Records from a data collection
****
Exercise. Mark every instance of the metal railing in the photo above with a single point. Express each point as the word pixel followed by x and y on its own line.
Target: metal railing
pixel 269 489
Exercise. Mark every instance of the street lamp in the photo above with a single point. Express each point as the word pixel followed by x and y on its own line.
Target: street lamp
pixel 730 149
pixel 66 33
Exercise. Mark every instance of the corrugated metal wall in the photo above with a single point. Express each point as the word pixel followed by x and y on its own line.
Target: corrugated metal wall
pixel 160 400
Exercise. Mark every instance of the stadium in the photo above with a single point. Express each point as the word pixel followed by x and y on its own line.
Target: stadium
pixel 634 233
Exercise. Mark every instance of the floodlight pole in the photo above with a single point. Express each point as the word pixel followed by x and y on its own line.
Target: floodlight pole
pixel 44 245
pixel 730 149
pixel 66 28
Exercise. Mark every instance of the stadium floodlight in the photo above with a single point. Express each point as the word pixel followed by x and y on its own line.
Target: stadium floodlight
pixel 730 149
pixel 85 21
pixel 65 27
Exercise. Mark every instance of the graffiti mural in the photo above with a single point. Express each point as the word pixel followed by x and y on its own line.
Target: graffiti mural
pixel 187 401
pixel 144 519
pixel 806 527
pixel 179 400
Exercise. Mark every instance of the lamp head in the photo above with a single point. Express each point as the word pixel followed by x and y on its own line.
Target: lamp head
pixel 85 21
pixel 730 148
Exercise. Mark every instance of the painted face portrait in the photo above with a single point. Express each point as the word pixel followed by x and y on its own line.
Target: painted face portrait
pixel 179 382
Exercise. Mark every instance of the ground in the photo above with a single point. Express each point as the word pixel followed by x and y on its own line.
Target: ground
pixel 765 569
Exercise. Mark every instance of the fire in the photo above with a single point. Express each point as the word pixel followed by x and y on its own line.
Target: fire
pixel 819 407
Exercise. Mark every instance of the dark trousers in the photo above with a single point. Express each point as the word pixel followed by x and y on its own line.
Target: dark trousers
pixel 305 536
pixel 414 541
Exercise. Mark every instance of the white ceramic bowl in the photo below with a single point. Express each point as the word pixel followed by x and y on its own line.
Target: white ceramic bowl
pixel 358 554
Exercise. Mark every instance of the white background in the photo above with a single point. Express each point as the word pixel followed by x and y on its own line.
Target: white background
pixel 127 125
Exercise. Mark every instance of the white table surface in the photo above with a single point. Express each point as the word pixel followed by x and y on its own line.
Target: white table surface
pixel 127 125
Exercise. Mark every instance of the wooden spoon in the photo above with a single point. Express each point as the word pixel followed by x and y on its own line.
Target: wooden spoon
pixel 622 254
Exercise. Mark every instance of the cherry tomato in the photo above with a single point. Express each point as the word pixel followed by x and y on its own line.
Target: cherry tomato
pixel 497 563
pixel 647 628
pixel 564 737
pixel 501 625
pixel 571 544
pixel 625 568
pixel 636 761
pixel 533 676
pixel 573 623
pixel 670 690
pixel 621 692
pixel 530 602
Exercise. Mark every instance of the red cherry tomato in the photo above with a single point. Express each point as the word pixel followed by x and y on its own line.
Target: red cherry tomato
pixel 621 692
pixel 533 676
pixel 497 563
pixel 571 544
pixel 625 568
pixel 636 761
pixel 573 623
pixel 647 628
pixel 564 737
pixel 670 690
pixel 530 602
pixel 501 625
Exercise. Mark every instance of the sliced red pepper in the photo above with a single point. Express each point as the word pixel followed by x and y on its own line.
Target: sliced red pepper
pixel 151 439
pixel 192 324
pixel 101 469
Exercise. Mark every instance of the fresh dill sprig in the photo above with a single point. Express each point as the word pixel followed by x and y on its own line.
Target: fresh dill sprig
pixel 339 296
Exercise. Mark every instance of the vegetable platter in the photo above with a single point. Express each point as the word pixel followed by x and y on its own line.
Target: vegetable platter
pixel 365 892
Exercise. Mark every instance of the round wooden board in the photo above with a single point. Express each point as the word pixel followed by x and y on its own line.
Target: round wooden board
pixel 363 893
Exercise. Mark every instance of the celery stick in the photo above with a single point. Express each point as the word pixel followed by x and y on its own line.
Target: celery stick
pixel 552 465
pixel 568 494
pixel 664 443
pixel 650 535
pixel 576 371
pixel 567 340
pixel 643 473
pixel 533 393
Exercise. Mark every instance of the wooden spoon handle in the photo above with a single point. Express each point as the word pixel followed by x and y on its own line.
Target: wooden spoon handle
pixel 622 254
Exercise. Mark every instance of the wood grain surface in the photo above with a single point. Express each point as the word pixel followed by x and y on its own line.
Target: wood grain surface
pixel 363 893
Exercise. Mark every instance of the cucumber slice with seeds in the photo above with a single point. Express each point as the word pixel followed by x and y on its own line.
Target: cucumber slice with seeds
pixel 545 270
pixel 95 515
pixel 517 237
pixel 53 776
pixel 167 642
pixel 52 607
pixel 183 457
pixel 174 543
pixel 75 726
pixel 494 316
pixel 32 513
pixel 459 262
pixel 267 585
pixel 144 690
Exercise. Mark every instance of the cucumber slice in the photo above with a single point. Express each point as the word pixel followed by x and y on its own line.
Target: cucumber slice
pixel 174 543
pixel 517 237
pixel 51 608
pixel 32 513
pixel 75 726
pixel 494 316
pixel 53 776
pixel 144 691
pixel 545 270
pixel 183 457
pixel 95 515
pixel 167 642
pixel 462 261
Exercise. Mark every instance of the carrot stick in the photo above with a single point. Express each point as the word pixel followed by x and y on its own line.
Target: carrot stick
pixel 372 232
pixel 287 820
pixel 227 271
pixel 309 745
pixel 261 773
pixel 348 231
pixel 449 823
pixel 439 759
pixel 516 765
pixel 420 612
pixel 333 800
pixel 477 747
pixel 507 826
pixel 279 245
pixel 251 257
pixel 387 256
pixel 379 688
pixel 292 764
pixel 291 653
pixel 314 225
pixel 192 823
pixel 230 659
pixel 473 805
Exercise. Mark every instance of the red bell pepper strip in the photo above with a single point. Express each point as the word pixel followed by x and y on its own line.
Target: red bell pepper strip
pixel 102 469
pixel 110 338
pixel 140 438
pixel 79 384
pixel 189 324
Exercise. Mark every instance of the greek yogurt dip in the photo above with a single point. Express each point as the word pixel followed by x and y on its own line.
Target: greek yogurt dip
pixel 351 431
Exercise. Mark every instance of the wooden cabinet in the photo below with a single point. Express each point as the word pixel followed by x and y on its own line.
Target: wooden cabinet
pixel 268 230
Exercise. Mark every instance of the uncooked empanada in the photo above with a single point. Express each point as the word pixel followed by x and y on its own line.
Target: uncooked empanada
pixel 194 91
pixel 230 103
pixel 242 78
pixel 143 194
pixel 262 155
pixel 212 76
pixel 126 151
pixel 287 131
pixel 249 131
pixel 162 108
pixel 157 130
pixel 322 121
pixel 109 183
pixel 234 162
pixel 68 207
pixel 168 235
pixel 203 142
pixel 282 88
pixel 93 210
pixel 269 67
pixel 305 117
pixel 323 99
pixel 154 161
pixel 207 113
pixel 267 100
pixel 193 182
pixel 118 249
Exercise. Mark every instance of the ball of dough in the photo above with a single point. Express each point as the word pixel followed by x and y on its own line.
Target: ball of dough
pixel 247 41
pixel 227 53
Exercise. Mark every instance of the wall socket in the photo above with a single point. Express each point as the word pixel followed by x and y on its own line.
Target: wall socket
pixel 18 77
****
__THE TASK__
An answer consisting of the number alone is required: how many lines in the entries hold the string "below"?

__SOLUTION TO THIS PROBLEM__
2